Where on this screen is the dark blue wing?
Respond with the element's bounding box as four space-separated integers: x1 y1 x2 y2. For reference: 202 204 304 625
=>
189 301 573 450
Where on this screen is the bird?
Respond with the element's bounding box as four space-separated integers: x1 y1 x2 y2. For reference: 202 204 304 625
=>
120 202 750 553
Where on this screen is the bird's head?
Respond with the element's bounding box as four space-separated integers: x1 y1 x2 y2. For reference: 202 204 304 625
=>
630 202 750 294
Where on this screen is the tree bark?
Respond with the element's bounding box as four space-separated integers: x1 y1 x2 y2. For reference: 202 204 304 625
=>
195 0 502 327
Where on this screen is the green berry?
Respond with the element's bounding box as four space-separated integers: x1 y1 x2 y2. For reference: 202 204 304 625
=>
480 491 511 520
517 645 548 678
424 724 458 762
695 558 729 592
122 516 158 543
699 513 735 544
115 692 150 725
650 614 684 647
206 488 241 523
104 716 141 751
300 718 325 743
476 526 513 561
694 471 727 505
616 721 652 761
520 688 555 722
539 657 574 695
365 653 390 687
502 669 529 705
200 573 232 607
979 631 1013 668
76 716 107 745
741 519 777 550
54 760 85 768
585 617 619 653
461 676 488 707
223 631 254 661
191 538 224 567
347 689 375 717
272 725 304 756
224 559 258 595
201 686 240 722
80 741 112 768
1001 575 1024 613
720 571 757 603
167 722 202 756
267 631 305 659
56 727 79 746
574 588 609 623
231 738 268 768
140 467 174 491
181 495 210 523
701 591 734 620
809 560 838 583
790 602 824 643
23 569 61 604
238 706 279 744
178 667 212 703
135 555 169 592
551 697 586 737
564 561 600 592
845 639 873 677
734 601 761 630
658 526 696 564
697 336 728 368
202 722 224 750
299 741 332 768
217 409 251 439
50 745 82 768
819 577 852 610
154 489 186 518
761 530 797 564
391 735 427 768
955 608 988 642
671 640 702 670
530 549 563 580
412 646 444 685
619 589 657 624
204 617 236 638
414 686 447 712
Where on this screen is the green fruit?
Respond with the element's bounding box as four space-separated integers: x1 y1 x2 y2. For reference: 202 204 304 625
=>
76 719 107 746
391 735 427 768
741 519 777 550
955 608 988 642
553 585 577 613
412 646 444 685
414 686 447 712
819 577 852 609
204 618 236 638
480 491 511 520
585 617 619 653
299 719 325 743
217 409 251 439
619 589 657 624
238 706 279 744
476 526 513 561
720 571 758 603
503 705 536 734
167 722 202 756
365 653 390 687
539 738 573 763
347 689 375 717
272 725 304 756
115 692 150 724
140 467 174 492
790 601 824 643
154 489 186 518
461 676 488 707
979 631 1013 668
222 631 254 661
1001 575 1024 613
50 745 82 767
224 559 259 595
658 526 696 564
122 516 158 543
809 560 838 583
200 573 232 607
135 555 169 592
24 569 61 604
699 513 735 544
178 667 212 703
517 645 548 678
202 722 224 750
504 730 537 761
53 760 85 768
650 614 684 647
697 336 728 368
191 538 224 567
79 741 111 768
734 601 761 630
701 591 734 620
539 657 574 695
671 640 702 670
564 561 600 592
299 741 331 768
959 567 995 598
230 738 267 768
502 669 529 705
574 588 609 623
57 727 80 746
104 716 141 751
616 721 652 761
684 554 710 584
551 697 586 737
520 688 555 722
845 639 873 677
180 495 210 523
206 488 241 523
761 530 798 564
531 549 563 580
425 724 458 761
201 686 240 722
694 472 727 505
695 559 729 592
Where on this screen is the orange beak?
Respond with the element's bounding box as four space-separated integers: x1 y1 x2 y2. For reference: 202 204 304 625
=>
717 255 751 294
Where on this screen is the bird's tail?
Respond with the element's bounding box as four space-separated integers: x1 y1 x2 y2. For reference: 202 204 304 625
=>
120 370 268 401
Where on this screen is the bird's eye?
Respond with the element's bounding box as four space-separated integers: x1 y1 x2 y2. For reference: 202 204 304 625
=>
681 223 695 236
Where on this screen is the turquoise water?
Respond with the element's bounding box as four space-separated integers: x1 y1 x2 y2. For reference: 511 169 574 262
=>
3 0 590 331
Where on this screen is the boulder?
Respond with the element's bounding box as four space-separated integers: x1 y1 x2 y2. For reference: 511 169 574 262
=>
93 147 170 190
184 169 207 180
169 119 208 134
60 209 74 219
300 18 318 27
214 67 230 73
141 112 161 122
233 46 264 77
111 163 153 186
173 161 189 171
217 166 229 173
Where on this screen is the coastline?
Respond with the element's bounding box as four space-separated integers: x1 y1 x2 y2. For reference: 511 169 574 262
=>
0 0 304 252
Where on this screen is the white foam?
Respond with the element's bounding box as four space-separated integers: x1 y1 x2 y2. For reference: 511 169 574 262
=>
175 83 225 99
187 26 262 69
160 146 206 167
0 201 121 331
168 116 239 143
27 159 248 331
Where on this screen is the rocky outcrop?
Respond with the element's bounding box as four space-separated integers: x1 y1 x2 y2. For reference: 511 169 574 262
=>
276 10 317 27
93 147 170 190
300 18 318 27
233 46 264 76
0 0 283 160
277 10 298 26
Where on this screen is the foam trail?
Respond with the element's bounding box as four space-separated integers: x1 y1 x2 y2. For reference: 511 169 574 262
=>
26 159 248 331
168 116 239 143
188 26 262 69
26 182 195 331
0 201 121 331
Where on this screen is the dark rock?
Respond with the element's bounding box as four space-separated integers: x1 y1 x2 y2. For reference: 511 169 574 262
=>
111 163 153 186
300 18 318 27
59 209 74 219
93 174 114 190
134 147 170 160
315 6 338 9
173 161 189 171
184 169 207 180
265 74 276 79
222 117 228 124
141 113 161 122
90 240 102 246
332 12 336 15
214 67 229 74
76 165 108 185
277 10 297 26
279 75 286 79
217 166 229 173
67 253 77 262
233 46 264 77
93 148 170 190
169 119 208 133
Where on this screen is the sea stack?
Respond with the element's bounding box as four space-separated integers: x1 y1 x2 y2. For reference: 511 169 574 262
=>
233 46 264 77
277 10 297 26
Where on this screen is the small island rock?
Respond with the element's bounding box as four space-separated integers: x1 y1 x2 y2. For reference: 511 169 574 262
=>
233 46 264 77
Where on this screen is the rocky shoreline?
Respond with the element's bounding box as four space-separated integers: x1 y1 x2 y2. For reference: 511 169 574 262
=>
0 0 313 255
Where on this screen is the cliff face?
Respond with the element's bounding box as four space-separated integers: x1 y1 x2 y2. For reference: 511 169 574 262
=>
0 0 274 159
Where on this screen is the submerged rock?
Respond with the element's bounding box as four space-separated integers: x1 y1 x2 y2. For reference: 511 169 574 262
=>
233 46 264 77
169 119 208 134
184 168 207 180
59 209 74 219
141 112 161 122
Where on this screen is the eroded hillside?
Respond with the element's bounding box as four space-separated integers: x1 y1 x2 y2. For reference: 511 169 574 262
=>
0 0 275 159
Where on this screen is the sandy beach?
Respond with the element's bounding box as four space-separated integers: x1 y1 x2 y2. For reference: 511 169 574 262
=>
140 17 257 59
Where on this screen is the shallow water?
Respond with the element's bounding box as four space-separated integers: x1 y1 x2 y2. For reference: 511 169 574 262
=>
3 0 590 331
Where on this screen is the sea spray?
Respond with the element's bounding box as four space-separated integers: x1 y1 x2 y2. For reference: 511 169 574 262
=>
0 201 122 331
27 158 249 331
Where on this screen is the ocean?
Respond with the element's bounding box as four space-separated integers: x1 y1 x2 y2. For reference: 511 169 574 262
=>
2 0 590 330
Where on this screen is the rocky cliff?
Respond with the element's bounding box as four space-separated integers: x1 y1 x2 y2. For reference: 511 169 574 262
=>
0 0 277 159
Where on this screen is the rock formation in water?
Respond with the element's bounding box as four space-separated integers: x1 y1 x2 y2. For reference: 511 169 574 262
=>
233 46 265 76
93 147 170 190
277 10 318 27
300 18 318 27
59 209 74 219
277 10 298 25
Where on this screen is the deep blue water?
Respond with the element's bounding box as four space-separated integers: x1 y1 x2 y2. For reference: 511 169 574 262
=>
# # #
#### [Work instruction]
Return the entries exactly through the "Where on this screen is the bird's head?" line.

#### [Exercise solution]
Where on this screen is the dark blue wing?
Respond with the element's bounding box as four space-separated integers: x1 y1 x2 y2. For reference: 202 204 304 625
=>
189 301 573 450
Where on this screen is the bird?
Respond with the element's bounding box as four space-separated integers: x1 y1 x2 y2. For reference: 202 204 304 625
=>
120 202 750 553
Where on this screen is the bird's head?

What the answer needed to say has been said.